• Page extract:
"""

Up to ninety percent of babies–ninety!–diagnosed with Down syndrome in pre-natal testing never see the light of birth. (Ditto other genetic conditions such as dwarfism.) Every once in a while, in the face of this carnage, a loving parent of a Down child takes to the media to defend their child’s worth and to share the challenges and joys that come with raising their son or daughter with special needs.
The Atlantic, publishes the latest such article, in which college educator Theo Malekin writes to laud the spectacular medial care and supportive services his daughter Hazel has received, and to tell others that children with Down have lives worth living–and parenting. From, “A Generational Shift in Understanding Life With Down Syndrome:”
I cannot think of any parents of a child with Down syndrome who would give them up for anything. Love has a way of making statistics irrelevant, and it brings its own kind of knowing. I do not love my daughter any less because she has Down syndrome. Her diagnosis says very little about who she is. She is not a disease or a syndrome but an individual: affectionate, naughty, infuriating at times, stubborn, self-willed and utterly charming. Certainly she has medical problems and developmental challenges not faced by other children. I’m not saying those don’t exist. But they’re one part of a much bigger picture…
You cannot know if someone else’s life is worth living without asking them and without even knowing them. A disability does not necessarily stop you living a full, satisfying life. Oddly enough, I’m not sure that disabilities have anything to do with living full satisfying lives. When it comes to Hazel, her life is not a burden to her family but an unending source of delight. For my part, I cannot imagine life without her. But most importantly, her life is valuable to herself, and definitely worth living.
That’s great, but predictably inadequate: Whether because of belief, desire not to judge, or simply not wanting to get into a sticky wicket, Malekin doesn’t bring the logical thrust of his argument all the way home:
This is not intended as an argument against abortion. It is an argument for giving prospective parents of children with Down syndrome a full picture of what their life will be like.
But it should be an argument against eugenic abortion! We have no hesitation telling people in other contexts that certain legal behaviors are wrong. We do it all the time: We tell people not to smoke, not to get fat, not to own guns, not to generate greenhouse gasses. Surely, we can tell people they really shouldn’t abort babies because they have Down syndrome.
If a happy father of a Down daughter won’t make that important argument, who will? So I applaud Malekin for speaking out about the value of people with Down and for deeply loving his Hazel. But more is needed–a robust, unapologetic, and rousing call to, “Let these live!”

"""

• The data:
"""

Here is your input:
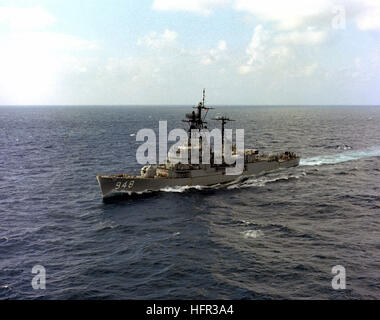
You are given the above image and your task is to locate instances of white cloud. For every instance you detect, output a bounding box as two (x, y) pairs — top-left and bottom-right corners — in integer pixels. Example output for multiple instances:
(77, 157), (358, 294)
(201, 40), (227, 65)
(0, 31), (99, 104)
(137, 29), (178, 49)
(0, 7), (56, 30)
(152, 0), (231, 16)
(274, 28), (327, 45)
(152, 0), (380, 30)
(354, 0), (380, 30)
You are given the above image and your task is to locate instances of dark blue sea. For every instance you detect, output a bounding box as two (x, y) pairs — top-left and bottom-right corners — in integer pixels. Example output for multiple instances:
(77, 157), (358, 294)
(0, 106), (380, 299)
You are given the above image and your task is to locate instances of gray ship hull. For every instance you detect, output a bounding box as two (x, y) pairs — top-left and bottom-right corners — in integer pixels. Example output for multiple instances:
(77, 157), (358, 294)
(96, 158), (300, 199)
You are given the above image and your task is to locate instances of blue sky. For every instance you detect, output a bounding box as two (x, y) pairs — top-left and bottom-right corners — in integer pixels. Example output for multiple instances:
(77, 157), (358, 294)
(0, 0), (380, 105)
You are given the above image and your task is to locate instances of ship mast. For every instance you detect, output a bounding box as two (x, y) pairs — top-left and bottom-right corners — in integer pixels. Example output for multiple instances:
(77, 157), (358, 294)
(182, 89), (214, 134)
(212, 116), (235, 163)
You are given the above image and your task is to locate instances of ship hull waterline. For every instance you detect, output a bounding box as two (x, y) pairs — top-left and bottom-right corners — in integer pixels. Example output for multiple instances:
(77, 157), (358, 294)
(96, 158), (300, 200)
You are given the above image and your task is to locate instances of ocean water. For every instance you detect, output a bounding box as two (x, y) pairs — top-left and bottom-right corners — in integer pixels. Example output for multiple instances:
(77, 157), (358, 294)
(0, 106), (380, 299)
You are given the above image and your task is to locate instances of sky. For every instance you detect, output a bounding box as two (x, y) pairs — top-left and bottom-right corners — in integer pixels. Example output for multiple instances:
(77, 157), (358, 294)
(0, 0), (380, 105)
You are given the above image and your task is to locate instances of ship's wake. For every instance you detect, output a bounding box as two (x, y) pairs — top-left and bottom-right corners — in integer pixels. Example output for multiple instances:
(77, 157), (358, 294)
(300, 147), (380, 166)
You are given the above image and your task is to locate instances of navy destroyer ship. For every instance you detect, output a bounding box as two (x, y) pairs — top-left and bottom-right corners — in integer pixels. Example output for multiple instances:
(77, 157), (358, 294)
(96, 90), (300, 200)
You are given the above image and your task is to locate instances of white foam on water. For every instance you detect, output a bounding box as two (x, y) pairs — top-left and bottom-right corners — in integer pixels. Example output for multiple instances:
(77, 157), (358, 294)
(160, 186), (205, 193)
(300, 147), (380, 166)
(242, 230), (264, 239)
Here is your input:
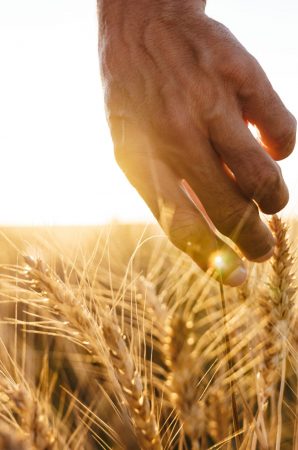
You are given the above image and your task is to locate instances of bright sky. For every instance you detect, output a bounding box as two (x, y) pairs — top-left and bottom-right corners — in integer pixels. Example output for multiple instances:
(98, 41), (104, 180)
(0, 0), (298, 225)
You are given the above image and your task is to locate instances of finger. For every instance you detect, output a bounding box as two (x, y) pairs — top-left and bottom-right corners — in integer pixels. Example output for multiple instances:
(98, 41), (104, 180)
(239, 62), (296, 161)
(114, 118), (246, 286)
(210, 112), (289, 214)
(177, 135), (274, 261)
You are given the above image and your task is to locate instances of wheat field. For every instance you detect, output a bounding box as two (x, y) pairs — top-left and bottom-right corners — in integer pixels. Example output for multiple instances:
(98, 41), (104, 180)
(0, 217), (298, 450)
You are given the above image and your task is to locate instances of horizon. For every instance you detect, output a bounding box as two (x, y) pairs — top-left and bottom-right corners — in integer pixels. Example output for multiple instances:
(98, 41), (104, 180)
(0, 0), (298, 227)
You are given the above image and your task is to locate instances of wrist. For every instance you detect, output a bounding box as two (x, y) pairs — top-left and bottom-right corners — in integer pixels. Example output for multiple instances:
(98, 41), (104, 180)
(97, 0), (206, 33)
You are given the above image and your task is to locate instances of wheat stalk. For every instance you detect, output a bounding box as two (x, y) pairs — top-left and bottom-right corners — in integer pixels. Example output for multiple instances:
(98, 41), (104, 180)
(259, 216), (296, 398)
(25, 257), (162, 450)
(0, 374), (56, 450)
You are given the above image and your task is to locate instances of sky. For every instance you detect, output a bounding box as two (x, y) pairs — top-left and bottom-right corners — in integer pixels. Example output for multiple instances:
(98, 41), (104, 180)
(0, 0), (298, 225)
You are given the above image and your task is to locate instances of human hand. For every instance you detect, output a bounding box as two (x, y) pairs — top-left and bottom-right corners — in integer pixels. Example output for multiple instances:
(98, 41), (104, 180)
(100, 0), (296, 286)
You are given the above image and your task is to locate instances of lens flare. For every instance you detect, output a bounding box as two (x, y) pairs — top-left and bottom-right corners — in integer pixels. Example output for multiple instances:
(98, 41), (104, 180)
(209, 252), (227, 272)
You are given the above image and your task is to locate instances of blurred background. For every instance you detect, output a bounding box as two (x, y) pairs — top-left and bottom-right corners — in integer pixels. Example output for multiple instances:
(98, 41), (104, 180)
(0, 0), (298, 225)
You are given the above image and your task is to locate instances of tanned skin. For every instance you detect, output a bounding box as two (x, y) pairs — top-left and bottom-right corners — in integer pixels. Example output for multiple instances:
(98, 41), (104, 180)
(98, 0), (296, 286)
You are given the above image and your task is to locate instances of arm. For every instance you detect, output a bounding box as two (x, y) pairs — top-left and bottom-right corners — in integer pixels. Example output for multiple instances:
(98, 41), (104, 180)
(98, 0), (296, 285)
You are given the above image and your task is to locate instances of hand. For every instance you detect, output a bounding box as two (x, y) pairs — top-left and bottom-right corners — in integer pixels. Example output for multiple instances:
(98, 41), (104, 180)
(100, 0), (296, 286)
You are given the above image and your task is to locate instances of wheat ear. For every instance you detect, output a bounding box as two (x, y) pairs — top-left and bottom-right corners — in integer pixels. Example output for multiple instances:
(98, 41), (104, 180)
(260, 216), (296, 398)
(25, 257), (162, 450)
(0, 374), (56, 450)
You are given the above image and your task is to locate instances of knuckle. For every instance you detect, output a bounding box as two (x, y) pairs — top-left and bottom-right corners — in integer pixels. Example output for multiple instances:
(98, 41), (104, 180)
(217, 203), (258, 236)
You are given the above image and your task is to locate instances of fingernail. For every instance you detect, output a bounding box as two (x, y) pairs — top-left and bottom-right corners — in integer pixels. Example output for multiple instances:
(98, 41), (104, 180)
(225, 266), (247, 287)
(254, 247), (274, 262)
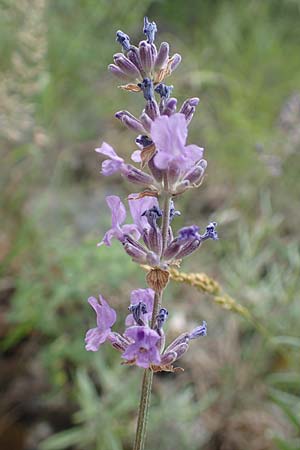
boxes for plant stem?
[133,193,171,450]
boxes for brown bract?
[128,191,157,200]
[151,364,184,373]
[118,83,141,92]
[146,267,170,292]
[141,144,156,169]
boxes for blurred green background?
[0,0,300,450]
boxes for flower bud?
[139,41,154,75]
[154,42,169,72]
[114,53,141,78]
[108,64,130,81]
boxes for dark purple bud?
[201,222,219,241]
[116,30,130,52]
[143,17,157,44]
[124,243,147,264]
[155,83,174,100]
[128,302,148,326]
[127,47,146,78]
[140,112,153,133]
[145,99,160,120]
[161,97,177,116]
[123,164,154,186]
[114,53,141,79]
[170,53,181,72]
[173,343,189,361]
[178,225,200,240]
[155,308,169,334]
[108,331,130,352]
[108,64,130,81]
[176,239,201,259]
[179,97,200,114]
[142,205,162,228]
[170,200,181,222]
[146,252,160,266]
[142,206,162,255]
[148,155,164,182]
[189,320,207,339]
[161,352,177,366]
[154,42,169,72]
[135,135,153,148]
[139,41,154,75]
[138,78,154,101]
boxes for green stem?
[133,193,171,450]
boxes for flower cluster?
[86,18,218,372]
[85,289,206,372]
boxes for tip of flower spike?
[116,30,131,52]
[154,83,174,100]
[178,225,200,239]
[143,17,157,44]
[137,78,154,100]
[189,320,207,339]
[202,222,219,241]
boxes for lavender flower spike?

"""
"""

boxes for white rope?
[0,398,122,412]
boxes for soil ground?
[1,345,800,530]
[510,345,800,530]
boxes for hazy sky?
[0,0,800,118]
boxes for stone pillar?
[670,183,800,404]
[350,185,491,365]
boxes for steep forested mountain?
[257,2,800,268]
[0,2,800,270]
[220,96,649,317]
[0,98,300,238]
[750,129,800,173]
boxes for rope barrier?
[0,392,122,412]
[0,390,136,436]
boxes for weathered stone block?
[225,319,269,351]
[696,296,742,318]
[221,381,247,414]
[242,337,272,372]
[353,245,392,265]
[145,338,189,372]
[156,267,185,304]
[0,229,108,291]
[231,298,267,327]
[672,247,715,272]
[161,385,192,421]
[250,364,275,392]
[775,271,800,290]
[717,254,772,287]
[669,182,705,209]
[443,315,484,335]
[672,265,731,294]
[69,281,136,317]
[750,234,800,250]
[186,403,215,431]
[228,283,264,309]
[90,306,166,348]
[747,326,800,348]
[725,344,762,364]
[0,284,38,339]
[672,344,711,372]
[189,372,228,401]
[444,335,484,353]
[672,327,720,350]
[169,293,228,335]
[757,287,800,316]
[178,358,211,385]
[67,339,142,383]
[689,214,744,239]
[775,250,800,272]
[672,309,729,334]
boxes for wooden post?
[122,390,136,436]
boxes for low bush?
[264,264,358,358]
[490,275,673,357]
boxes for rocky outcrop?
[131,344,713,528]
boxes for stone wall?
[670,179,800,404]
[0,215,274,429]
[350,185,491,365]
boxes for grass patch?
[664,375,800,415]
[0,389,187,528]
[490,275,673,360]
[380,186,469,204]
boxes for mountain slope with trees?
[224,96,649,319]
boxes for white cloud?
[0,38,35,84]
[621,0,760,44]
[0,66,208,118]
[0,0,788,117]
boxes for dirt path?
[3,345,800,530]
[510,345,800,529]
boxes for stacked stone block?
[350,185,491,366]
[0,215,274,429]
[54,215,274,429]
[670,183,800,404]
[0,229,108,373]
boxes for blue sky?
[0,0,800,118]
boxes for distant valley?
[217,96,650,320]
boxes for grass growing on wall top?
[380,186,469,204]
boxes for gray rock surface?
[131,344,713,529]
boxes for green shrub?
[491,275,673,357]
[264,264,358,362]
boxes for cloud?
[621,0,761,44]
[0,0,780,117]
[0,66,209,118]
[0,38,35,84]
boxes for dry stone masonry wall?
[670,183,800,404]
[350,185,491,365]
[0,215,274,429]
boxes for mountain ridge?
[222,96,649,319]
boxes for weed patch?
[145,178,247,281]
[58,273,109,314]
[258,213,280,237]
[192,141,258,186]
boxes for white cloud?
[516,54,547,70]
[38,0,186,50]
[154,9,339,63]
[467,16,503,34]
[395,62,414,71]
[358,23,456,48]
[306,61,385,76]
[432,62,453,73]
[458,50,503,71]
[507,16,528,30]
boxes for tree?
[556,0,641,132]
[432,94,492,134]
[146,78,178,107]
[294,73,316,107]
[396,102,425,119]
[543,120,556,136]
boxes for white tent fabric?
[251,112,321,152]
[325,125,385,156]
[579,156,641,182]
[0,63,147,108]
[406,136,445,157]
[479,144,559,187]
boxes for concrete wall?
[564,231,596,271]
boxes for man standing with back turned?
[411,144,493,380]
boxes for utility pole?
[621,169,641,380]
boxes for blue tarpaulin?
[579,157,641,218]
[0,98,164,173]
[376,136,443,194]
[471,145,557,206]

"""

• What you will do:
Decide whether each statement below agrees with the piece on Down syndrome. Answer yes or no for each, and quote the words from the piece that settle it.
1. Up to ninety percent of babies diagnosed with Down syndrome in prenatal testing are never born.
2. Malekin presents his article as an argument against abortion.
3. Malekin calls Hazel's life a burden to her family.

• Written solution:
1. Yes: "Up to ninety percent of babies–ninety!–diagnosed with Down syndrome in pre-natal testing never see the light of birth."
2. No: "This is not intended as an argument against abortion."
3. No: "her life is not a burden to her family but an unending source of delight."